— Start of GIVEN RECORDS —

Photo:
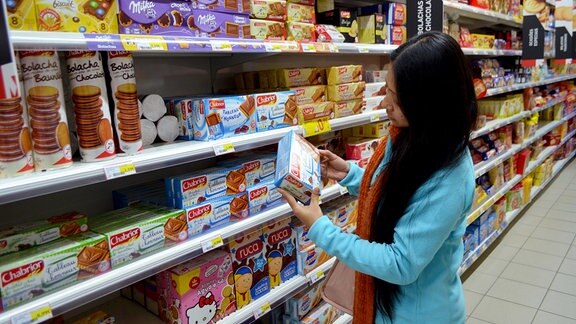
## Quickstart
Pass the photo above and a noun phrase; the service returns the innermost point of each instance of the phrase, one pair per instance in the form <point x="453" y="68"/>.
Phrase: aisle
<point x="530" y="277"/>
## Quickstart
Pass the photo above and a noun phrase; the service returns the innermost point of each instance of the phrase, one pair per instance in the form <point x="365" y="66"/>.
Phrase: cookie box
<point x="223" y="117"/>
<point x="200" y="289"/>
<point x="297" y="167"/>
<point x="20" y="237"/>
<point x="45" y="268"/>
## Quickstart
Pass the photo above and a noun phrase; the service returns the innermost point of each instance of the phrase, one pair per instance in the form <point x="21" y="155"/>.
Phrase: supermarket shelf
<point x="497" y="91"/>
<point x="497" y="123"/>
<point x="80" y="293"/>
<point x="276" y="297"/>
<point x="464" y="10"/>
<point x="154" y="158"/>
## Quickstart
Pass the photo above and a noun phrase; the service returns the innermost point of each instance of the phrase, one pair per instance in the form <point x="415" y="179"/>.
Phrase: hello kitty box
<point x="200" y="291"/>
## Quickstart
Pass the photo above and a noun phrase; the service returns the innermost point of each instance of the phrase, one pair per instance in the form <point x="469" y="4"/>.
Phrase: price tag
<point x="315" y="276"/>
<point x="224" y="148"/>
<point x="262" y="310"/>
<point x="220" y="46"/>
<point x="38" y="315"/>
<point x="121" y="170"/>
<point x="315" y="127"/>
<point x="212" y="243"/>
<point x="143" y="43"/>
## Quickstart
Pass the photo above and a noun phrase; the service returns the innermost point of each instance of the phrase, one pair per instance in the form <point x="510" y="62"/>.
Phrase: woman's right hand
<point x="333" y="166"/>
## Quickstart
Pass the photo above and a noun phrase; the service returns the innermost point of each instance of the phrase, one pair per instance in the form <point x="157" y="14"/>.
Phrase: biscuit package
<point x="94" y="16"/>
<point x="281" y="252"/>
<point x="274" y="110"/>
<point x="46" y="109"/>
<point x="15" y="140"/>
<point x="124" y="95"/>
<point x="297" y="167"/>
<point x="20" y="237"/>
<point x="250" y="268"/>
<point x="91" y="109"/>
<point x="223" y="117"/>
<point x="200" y="289"/>
<point x="45" y="268"/>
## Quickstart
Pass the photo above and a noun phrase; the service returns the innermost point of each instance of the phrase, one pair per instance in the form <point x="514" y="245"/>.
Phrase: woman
<point x="414" y="194"/>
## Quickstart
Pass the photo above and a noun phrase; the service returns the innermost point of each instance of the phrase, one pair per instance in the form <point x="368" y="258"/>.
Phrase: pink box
<point x="198" y="291"/>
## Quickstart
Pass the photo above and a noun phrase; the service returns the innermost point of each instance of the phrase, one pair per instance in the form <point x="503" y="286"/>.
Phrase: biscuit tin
<point x="91" y="108"/>
<point x="223" y="117"/>
<point x="124" y="94"/>
<point x="47" y="112"/>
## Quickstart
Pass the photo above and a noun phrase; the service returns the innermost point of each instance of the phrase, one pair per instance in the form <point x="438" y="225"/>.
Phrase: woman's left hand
<point x="307" y="214"/>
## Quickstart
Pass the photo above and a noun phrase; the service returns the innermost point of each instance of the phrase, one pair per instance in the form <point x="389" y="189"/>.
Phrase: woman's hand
<point x="333" y="166"/>
<point x="307" y="214"/>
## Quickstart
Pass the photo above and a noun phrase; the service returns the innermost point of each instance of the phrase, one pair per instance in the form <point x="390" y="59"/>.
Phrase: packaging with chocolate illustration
<point x="91" y="108"/>
<point x="46" y="108"/>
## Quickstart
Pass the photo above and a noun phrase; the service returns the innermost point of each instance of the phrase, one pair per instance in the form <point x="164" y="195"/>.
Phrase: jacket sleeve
<point x="353" y="179"/>
<point x="419" y="235"/>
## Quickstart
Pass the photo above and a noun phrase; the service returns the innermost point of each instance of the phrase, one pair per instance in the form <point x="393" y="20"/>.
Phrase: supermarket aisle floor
<point x="530" y="277"/>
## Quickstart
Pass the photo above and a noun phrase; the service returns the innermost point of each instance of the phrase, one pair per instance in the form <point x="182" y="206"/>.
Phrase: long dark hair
<point x="435" y="92"/>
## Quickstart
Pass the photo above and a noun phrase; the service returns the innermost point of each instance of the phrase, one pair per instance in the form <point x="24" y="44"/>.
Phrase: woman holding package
<point x="413" y="196"/>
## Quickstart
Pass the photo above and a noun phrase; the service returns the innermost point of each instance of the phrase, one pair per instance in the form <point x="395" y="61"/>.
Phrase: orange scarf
<point x="369" y="194"/>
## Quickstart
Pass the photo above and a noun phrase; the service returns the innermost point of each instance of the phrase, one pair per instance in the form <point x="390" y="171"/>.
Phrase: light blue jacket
<point x="427" y="248"/>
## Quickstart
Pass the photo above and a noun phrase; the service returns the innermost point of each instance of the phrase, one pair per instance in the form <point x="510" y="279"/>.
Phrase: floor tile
<point x="568" y="267"/>
<point x="494" y="267"/>
<point x="553" y="235"/>
<point x="517" y="292"/>
<point x="504" y="252"/>
<point x="479" y="282"/>
<point x="546" y="247"/>
<point x="559" y="303"/>
<point x="543" y="317"/>
<point x="472" y="300"/>
<point x="537" y="259"/>
<point x="564" y="283"/>
<point x="559" y="225"/>
<point x="528" y="275"/>
<point x="499" y="311"/>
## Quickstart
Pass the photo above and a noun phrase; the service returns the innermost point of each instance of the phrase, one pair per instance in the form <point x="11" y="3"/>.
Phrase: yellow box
<point x="84" y="16"/>
<point x="21" y="15"/>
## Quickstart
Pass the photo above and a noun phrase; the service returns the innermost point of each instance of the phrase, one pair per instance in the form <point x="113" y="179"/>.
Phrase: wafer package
<point x="46" y="107"/>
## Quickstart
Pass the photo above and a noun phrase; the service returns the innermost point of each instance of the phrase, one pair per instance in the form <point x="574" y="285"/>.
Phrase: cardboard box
<point x="223" y="117"/>
<point x="77" y="16"/>
<point x="297" y="167"/>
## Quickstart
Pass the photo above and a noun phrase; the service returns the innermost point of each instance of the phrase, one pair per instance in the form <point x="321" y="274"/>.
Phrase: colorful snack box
<point x="346" y="91"/>
<point x="310" y="94"/>
<point x="289" y="78"/>
<point x="131" y="237"/>
<point x="274" y="110"/>
<point x="21" y="15"/>
<point x="268" y="9"/>
<point x="301" y="13"/>
<point x="223" y="117"/>
<point x="45" y="268"/>
<point x="250" y="267"/>
<point x="300" y="32"/>
<point x="297" y="167"/>
<point x="281" y="252"/>
<point x="20" y="237"/>
<point x="97" y="16"/>
<point x="200" y="289"/>
<point x="267" y="29"/>
<point x="344" y="74"/>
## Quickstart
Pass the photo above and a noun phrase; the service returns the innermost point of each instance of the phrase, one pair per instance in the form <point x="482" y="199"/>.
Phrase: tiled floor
<point x="530" y="277"/>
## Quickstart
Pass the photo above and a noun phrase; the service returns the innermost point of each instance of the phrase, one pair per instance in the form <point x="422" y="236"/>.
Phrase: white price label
<point x="37" y="315"/>
<point x="212" y="243"/>
<point x="225" y="148"/>
<point x="120" y="170"/>
<point x="262" y="310"/>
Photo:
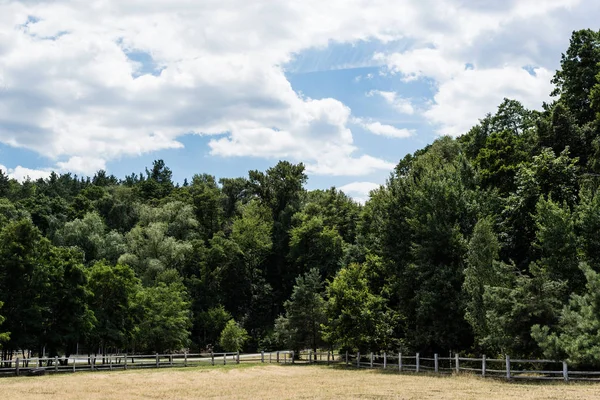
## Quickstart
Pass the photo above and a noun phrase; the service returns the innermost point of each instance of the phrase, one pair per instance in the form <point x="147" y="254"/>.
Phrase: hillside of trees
<point x="487" y="243"/>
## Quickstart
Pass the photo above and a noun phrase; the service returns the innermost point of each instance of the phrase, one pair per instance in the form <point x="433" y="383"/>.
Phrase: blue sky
<point x="347" y="87"/>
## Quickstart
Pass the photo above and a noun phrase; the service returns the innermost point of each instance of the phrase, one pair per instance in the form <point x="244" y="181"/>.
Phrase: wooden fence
<point x="505" y="368"/>
<point x="42" y="365"/>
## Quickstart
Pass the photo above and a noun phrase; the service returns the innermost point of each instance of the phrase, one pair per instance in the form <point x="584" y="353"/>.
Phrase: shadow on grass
<point x="444" y="375"/>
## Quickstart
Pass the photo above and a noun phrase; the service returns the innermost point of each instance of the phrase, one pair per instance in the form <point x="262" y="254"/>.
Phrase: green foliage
<point x="304" y="314"/>
<point x="577" y="336"/>
<point x="468" y="244"/>
<point x="482" y="271"/>
<point x="114" y="291"/>
<point x="233" y="337"/>
<point x="4" y="336"/>
<point x="577" y="76"/>
<point x="515" y="304"/>
<point x="164" y="318"/>
<point x="357" y="319"/>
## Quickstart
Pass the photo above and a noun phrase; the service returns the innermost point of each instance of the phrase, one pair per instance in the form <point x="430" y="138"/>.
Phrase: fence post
<point x="456" y="363"/>
<point x="483" y="365"/>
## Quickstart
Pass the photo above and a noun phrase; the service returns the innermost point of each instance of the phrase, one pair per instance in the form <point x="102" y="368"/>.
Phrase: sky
<point x="347" y="87"/>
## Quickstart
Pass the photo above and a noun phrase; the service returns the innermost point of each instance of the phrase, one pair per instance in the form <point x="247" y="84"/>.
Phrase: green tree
<point x="357" y="319"/>
<point x="165" y="318"/>
<point x="576" y="338"/>
<point x="233" y="337"/>
<point x="557" y="244"/>
<point x="314" y="243"/>
<point x="577" y="74"/>
<point x="23" y="283"/>
<point x="482" y="271"/>
<point x="4" y="336"/>
<point x="515" y="304"/>
<point x="114" y="291"/>
<point x="305" y="313"/>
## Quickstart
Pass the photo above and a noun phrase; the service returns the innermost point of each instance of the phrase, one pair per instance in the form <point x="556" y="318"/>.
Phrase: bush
<point x="233" y="337"/>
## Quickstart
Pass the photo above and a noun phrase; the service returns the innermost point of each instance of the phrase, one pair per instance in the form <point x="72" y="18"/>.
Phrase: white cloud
<point x="85" y="166"/>
<point x="378" y="128"/>
<point x="21" y="174"/>
<point x="482" y="61"/>
<point x="403" y="106"/>
<point x="468" y="96"/>
<point x="69" y="90"/>
<point x="359" y="191"/>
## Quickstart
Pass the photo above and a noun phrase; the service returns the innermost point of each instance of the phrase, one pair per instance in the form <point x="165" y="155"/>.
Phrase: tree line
<point x="488" y="242"/>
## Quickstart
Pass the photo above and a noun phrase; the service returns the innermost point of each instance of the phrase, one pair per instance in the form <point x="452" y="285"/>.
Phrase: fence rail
<point x="42" y="365"/>
<point x="500" y="368"/>
<point x="506" y="368"/>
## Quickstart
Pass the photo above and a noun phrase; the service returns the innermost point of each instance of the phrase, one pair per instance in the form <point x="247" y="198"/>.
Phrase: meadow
<point x="249" y="381"/>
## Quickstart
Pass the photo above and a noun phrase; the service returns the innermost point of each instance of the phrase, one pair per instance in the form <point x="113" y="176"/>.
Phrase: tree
<point x="577" y="76"/>
<point x="4" y="336"/>
<point x="515" y="304"/>
<point x="357" y="319"/>
<point x="577" y="336"/>
<point x="481" y="271"/>
<point x="557" y="244"/>
<point x="304" y="313"/>
<point x="66" y="317"/>
<point x="23" y="283"/>
<point x="313" y="243"/>
<point x="165" y="318"/>
<point x="280" y="189"/>
<point x="114" y="291"/>
<point x="233" y="337"/>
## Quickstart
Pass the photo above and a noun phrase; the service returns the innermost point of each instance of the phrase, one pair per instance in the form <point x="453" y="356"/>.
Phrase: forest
<point x="486" y="243"/>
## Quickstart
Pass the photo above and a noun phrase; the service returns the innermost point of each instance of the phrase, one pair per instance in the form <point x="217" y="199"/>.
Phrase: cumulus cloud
<point x="403" y="106"/>
<point x="378" y="128"/>
<point x="72" y="89"/>
<point x="22" y="174"/>
<point x="482" y="61"/>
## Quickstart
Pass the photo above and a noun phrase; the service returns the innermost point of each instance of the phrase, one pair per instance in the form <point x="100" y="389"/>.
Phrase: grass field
<point x="279" y="382"/>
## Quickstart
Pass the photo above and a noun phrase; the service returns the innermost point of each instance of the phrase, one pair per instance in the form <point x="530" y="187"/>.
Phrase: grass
<point x="252" y="381"/>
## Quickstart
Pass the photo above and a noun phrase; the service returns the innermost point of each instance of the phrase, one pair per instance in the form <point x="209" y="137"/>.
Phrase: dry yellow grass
<point x="279" y="382"/>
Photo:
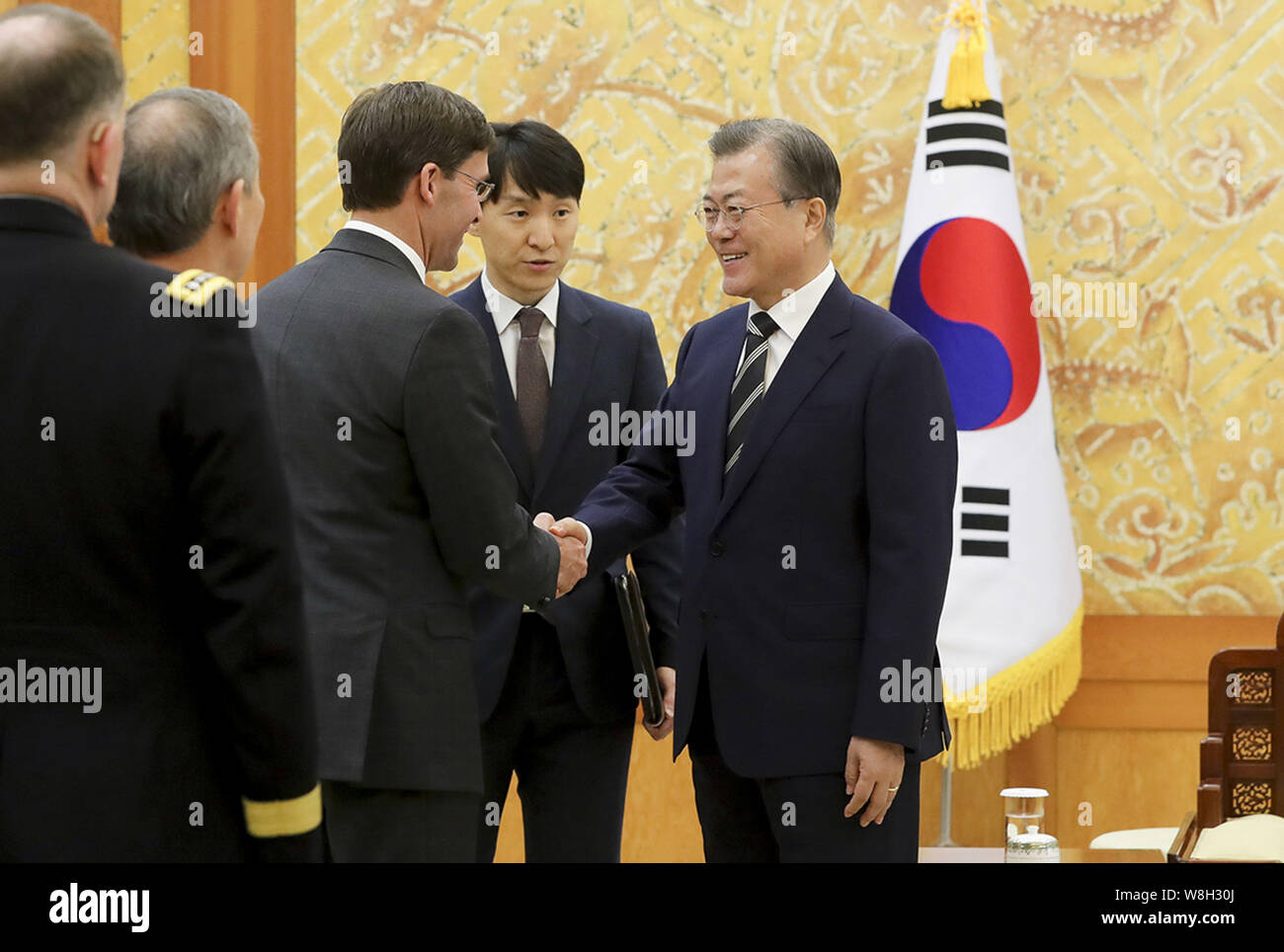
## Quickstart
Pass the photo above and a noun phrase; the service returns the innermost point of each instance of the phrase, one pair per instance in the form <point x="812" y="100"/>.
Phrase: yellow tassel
<point x="964" y="84"/>
<point x="1017" y="701"/>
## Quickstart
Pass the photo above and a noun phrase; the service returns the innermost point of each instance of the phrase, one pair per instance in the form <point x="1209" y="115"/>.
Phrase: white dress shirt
<point x="502" y="311"/>
<point x="504" y="308"/>
<point x="420" y="269"/>
<point x="791" y="314"/>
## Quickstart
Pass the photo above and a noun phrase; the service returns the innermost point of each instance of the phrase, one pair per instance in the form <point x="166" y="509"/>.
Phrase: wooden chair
<point x="1241" y="767"/>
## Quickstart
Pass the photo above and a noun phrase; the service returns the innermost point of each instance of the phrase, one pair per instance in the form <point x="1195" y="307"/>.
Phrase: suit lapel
<point x="707" y="385"/>
<point x="573" y="367"/>
<point x="817" y="348"/>
<point x="510" y="436"/>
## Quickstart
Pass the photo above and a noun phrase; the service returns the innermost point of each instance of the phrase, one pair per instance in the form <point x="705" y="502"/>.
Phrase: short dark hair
<point x="52" y="82"/>
<point x="804" y="164"/>
<point x="390" y="132"/>
<point x="184" y="148"/>
<point x="537" y="158"/>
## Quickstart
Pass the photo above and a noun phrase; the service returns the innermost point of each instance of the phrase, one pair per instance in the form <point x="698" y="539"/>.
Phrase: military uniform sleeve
<point x="253" y="627"/>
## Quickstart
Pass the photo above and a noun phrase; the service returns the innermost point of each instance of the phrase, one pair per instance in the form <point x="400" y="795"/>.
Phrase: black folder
<point x="629" y="595"/>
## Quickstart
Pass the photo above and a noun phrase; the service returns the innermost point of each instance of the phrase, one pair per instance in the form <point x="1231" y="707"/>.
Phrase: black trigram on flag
<point x="970" y="136"/>
<point x="992" y="522"/>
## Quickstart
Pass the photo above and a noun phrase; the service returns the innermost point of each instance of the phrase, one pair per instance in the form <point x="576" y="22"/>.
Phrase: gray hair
<point x="58" y="69"/>
<point x="804" y="164"/>
<point x="184" y="148"/>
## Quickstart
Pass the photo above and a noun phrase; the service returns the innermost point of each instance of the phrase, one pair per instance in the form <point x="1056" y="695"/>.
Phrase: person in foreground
<point x="189" y="197"/>
<point x="380" y="390"/>
<point x="155" y="699"/>
<point x="556" y="691"/>
<point x="818" y="505"/>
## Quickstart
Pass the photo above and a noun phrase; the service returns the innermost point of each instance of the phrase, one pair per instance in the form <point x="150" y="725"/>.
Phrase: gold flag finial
<point x="964" y="85"/>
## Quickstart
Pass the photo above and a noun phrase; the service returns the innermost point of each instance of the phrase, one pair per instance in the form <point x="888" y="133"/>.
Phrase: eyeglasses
<point x="709" y="213"/>
<point x="484" y="189"/>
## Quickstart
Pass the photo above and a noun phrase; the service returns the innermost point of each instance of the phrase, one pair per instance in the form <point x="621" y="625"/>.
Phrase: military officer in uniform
<point x="155" y="701"/>
<point x="189" y="197"/>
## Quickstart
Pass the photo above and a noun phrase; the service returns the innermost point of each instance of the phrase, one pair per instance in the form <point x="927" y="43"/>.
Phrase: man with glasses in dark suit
<point x="381" y="397"/>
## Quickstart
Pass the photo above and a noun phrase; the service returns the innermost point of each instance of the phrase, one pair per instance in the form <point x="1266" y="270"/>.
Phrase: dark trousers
<point x="366" y="824"/>
<point x="791" y="819"/>
<point x="572" y="772"/>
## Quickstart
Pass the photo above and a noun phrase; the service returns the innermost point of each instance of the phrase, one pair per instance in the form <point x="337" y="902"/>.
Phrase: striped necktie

— End of GIVEN RECORDS —

Count the lines in the entries above that contain the string "cloud", treating uppercase and lowercase letters as distinct. Reply with the number alone.

2